### INSTRUCTIONS FOR THE TASK:
Reproduce the lines that begin with the one containing "Task: pick out the antenna." and run through the end of the stored records, both ends included. Leave the pictures out of your answer.

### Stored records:

────────

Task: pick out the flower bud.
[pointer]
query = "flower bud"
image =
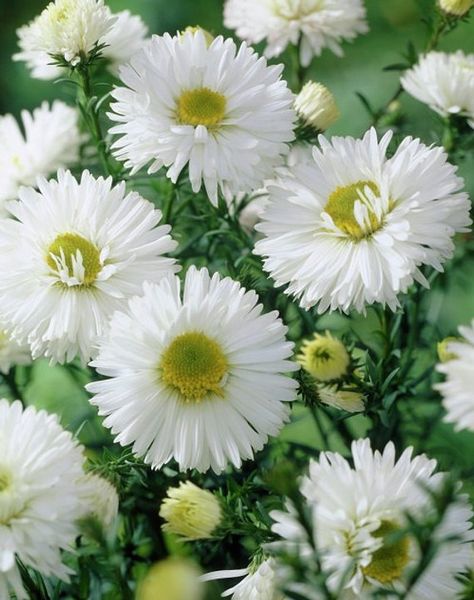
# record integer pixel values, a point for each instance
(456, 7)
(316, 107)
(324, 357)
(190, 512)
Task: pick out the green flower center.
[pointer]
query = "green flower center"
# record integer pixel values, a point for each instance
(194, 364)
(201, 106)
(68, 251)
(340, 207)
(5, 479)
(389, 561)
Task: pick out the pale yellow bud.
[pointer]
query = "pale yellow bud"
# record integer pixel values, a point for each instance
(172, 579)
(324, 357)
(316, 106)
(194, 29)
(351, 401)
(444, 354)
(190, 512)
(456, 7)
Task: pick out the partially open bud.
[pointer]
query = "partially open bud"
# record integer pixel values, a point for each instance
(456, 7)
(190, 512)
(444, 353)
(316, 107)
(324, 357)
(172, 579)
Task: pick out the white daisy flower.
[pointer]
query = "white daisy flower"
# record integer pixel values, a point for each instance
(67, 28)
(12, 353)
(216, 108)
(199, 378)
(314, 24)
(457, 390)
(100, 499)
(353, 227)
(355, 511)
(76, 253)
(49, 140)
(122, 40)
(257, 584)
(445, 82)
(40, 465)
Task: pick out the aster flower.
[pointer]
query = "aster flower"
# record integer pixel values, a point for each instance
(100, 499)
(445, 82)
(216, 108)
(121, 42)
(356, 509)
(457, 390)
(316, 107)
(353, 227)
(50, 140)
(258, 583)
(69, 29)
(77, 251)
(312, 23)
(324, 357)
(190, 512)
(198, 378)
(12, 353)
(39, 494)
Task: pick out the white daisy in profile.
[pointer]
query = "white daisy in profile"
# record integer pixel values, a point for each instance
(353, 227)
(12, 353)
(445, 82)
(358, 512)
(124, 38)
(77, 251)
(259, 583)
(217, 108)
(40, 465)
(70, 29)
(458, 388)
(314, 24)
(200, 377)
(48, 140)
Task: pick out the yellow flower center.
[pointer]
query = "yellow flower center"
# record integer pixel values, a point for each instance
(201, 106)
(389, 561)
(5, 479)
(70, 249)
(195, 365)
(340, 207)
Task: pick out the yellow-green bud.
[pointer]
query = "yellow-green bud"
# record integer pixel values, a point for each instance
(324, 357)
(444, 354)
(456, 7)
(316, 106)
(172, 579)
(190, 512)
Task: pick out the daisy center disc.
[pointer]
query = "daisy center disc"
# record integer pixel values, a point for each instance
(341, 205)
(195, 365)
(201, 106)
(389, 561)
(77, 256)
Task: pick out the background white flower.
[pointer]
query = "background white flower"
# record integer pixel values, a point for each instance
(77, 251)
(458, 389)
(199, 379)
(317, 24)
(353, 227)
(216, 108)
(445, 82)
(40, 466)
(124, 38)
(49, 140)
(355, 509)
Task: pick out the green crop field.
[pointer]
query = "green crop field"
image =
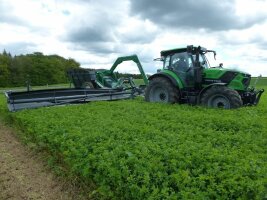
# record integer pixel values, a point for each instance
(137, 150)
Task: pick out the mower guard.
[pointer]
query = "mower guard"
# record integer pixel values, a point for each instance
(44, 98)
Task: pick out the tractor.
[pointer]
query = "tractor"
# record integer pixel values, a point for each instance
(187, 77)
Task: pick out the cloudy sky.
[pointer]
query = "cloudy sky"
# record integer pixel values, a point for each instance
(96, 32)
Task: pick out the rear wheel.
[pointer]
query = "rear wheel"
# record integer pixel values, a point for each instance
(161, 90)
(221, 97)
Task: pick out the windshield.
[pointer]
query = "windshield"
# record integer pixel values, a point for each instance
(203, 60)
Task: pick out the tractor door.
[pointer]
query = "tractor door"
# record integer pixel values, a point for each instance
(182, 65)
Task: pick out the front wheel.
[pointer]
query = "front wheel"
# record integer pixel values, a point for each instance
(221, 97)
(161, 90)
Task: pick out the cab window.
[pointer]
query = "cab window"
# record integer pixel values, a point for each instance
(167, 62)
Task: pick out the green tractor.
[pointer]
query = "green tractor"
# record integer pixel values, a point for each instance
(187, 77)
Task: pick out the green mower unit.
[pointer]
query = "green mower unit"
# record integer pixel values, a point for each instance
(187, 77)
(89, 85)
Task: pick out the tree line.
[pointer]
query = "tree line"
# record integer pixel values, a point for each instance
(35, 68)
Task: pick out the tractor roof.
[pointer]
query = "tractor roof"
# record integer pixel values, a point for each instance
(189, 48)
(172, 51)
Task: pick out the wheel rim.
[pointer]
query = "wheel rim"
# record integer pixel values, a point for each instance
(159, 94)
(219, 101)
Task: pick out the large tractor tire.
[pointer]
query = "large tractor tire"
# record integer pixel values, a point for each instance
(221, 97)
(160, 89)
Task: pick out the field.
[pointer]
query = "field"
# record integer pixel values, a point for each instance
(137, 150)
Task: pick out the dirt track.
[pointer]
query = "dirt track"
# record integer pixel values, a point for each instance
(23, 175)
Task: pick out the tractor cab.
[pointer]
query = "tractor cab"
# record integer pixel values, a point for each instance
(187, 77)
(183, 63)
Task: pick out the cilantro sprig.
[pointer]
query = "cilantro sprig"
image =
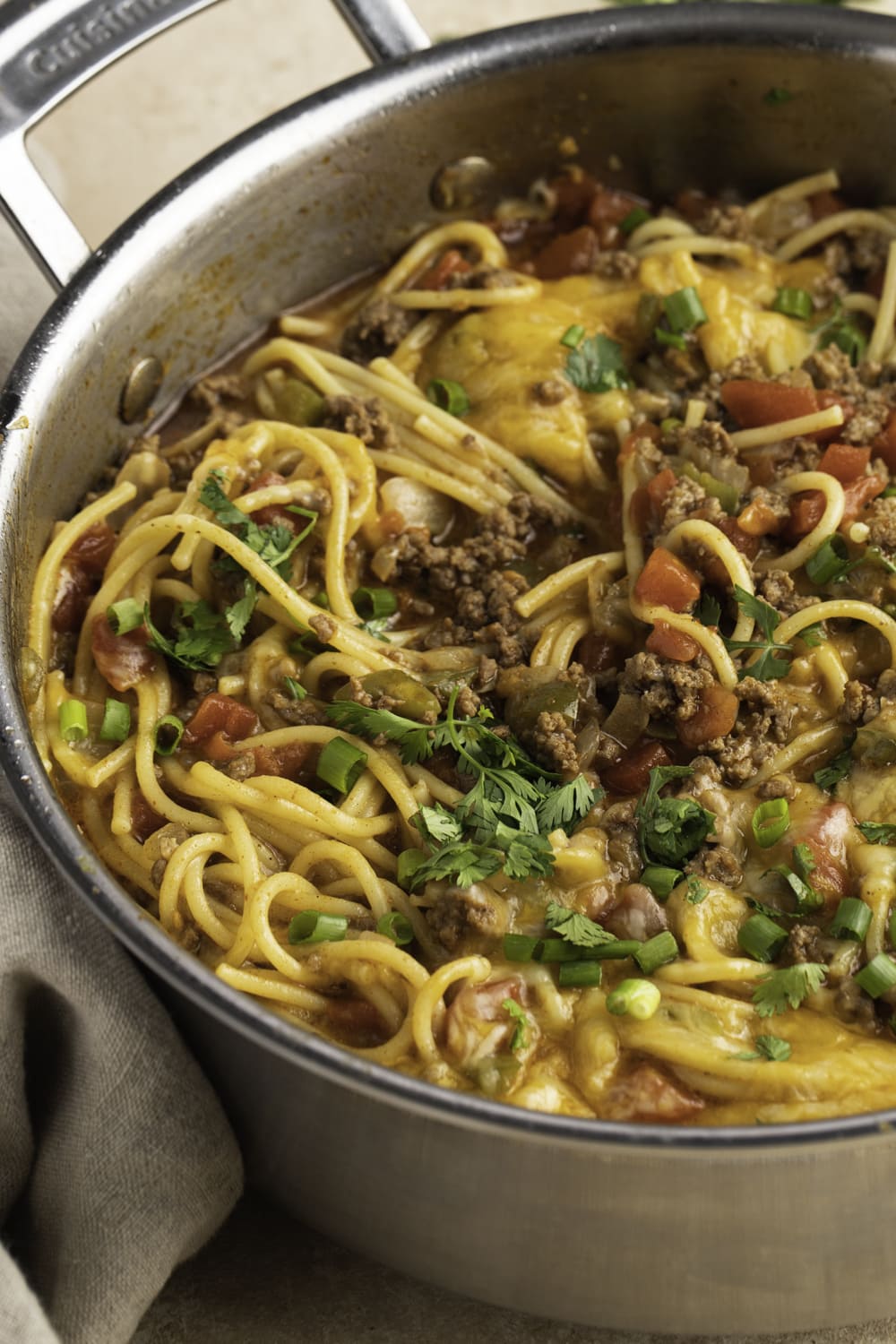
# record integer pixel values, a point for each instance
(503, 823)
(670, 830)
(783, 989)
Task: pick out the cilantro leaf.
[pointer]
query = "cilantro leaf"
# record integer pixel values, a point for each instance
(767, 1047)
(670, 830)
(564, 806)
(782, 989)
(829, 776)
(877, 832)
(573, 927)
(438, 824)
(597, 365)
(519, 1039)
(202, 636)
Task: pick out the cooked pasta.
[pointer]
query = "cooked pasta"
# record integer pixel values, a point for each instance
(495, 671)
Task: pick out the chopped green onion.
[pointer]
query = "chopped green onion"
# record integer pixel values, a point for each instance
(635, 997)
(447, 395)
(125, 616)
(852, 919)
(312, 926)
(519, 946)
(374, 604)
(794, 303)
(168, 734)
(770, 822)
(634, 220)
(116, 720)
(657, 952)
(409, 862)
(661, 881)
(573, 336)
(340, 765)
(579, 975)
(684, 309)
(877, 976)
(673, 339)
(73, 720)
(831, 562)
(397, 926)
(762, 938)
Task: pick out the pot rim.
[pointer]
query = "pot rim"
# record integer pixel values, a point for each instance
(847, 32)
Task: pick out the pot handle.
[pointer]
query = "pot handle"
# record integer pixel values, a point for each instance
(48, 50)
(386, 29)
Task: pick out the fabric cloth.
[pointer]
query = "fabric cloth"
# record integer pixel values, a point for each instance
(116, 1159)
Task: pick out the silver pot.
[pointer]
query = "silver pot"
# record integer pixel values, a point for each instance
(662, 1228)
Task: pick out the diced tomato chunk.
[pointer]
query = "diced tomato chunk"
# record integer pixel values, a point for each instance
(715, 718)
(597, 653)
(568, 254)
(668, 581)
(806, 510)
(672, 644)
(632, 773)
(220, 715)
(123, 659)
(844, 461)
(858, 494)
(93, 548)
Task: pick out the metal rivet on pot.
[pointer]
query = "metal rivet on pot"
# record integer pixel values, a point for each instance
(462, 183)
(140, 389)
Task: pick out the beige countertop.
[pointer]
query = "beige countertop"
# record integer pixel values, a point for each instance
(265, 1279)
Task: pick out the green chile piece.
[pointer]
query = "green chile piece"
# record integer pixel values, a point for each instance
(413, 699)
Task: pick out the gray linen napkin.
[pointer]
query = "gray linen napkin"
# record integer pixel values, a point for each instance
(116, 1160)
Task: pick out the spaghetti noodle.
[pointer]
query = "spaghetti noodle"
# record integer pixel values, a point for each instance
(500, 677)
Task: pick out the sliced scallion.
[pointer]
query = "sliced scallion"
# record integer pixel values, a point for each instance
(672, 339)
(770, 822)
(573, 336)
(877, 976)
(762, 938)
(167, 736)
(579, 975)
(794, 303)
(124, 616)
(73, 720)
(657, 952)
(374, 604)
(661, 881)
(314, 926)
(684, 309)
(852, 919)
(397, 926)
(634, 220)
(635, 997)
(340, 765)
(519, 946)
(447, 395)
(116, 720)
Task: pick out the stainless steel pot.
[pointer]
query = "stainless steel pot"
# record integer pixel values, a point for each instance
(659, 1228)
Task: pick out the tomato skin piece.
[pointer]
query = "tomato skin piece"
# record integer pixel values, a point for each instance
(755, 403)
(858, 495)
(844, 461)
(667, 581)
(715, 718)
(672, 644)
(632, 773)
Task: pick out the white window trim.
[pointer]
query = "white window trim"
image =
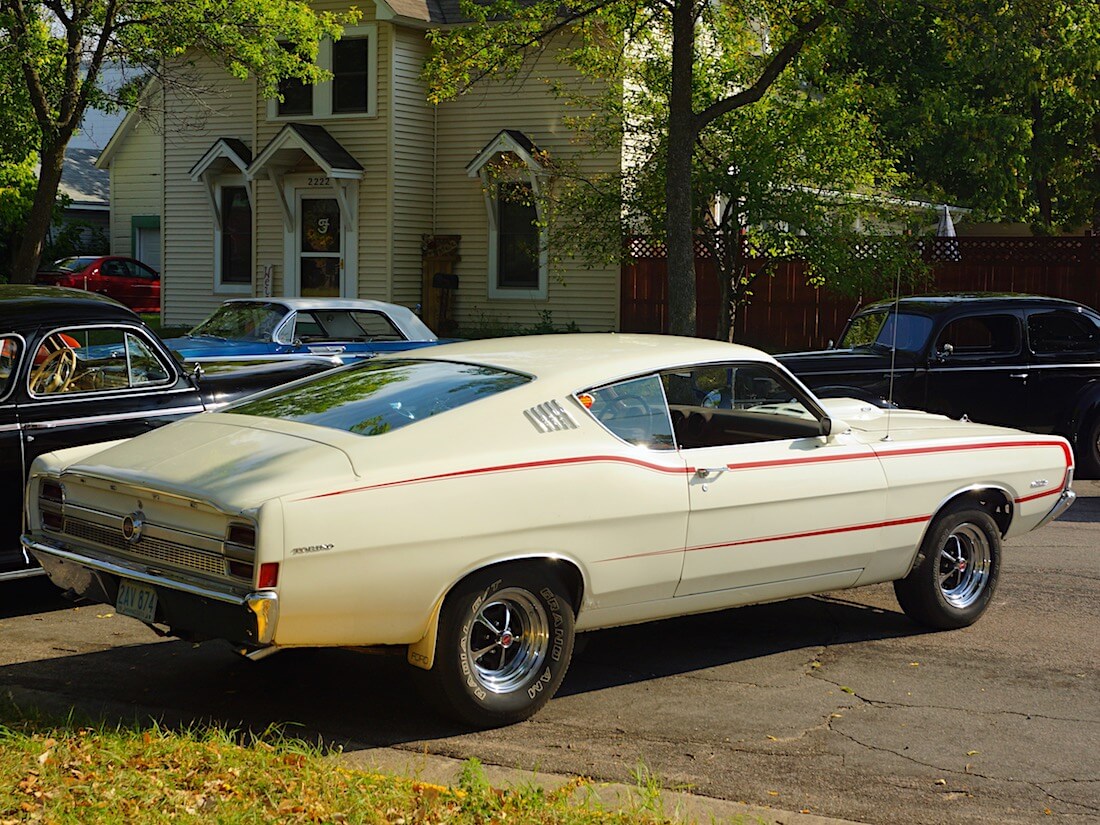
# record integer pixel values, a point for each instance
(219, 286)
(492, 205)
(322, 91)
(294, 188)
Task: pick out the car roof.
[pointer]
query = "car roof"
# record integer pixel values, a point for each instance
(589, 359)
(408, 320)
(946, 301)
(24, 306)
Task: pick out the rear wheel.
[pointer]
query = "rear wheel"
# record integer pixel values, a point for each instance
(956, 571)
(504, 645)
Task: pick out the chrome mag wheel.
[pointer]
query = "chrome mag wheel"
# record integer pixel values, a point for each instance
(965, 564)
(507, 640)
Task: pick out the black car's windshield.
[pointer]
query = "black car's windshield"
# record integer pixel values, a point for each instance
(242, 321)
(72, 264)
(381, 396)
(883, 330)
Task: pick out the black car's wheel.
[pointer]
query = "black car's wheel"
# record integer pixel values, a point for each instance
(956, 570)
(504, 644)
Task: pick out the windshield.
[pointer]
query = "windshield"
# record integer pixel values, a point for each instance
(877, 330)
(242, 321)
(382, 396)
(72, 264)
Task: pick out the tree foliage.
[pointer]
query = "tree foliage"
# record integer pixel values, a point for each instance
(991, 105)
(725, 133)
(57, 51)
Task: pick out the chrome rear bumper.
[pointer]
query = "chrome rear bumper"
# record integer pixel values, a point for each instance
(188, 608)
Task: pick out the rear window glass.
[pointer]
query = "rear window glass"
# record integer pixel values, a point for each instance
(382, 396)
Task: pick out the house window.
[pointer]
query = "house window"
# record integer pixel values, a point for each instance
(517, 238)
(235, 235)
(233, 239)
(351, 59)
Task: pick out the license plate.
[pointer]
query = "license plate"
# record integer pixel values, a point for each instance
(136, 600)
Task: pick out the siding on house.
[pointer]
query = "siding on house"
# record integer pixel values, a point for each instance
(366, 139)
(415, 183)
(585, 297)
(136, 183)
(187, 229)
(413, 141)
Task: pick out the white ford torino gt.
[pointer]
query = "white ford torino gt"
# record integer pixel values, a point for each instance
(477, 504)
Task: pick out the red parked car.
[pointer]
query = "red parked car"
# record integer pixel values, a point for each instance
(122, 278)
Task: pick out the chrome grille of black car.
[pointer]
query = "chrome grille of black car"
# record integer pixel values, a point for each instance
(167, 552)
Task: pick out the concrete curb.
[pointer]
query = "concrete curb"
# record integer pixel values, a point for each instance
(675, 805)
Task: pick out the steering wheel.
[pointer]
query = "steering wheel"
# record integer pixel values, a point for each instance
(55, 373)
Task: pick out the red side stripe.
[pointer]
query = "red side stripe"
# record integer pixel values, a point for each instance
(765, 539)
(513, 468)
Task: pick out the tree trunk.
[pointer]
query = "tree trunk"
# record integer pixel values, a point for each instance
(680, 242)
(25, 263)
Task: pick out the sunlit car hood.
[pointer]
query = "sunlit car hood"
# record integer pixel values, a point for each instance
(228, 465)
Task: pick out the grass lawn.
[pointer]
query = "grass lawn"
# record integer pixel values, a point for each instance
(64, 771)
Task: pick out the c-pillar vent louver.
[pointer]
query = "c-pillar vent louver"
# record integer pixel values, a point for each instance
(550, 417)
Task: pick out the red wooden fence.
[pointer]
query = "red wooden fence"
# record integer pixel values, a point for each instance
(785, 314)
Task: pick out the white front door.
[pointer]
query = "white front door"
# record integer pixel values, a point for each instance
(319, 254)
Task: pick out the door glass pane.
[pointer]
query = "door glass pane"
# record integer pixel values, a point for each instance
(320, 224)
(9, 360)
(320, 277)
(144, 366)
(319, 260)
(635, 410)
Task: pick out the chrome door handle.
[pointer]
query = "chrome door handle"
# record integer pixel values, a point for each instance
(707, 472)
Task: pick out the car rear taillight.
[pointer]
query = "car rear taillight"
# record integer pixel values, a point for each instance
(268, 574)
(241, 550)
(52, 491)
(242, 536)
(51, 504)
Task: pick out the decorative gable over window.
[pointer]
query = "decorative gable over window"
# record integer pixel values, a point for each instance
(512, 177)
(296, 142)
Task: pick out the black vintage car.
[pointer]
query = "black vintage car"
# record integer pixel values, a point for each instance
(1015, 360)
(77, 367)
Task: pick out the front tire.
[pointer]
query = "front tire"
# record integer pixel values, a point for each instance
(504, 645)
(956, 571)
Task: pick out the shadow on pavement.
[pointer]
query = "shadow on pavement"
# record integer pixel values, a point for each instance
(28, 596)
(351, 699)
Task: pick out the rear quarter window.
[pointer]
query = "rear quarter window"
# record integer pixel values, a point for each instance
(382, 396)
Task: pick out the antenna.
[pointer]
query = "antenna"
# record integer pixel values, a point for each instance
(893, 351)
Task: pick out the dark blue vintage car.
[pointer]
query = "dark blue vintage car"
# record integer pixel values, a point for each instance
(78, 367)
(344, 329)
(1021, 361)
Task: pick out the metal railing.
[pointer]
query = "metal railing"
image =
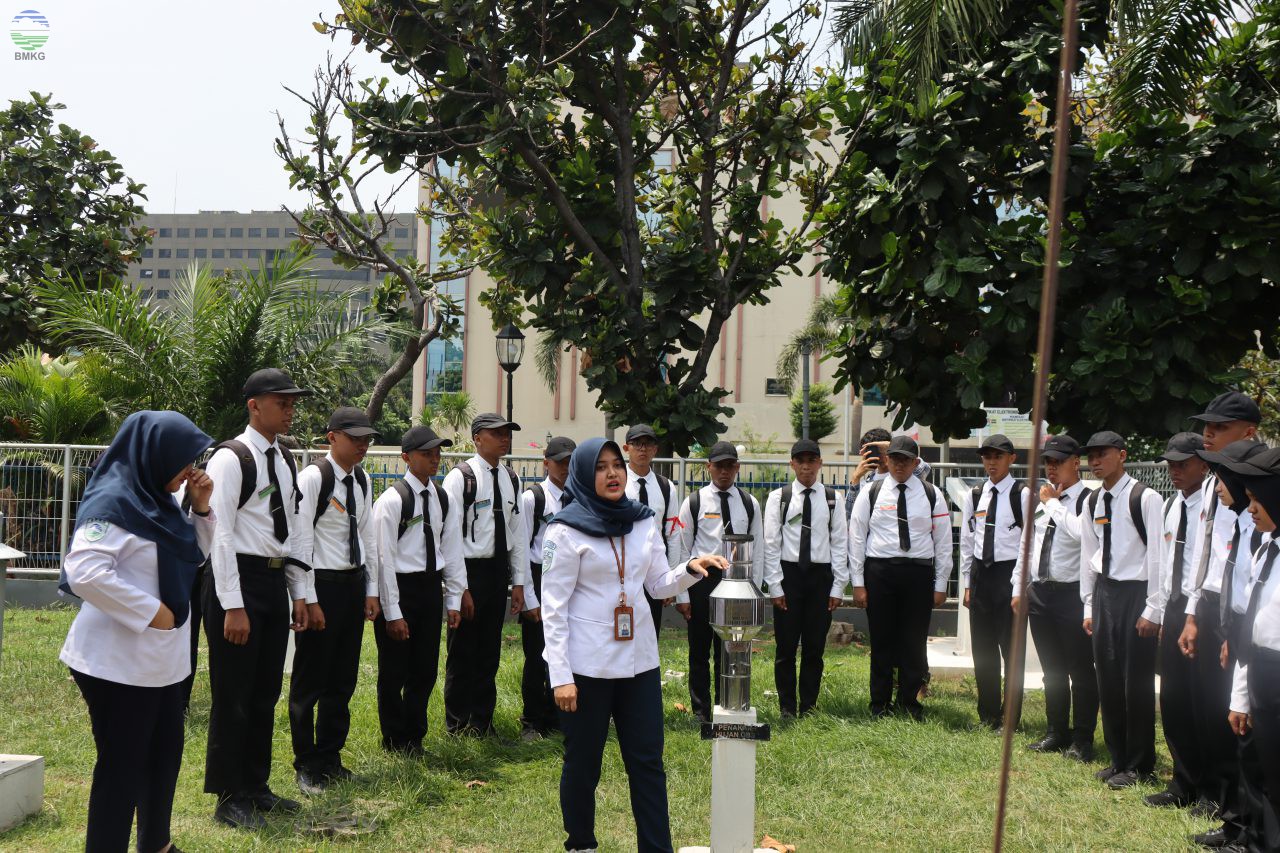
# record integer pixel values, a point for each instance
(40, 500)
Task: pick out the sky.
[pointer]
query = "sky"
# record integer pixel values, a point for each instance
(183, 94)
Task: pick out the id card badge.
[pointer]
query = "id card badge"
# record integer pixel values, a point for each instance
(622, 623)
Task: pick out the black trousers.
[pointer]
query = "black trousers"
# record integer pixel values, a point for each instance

────────

### THE REPLY:
Task: pick out the antenna.
[pointer]
query = "antenna"
# record integer pixel values, a point for each instance
(893, 351)
Task: pick out the dark blue vintage car.
[pointer]
query = "dark blue vintage car"
# record integer pixel values, a point for each instance
(78, 367)
(344, 329)
(1021, 361)
Task: pick out the metal railing.
[pointer]
query = "metal railing"
image =
# record integer pixel values, a point for each instance
(40, 500)
Task: pick out the sky.
[pointer]
query = "sky"
# record integer pixel values, a point for each instance
(183, 94)
Task: pick out the id card badge.
[pointer]
query = "id card badge"
# record integer pixel values, a point for each instance
(622, 623)
Task: pick out the black trousers.
[pointer]
query = "black trousers"
# record integer pixel values, a point for each instance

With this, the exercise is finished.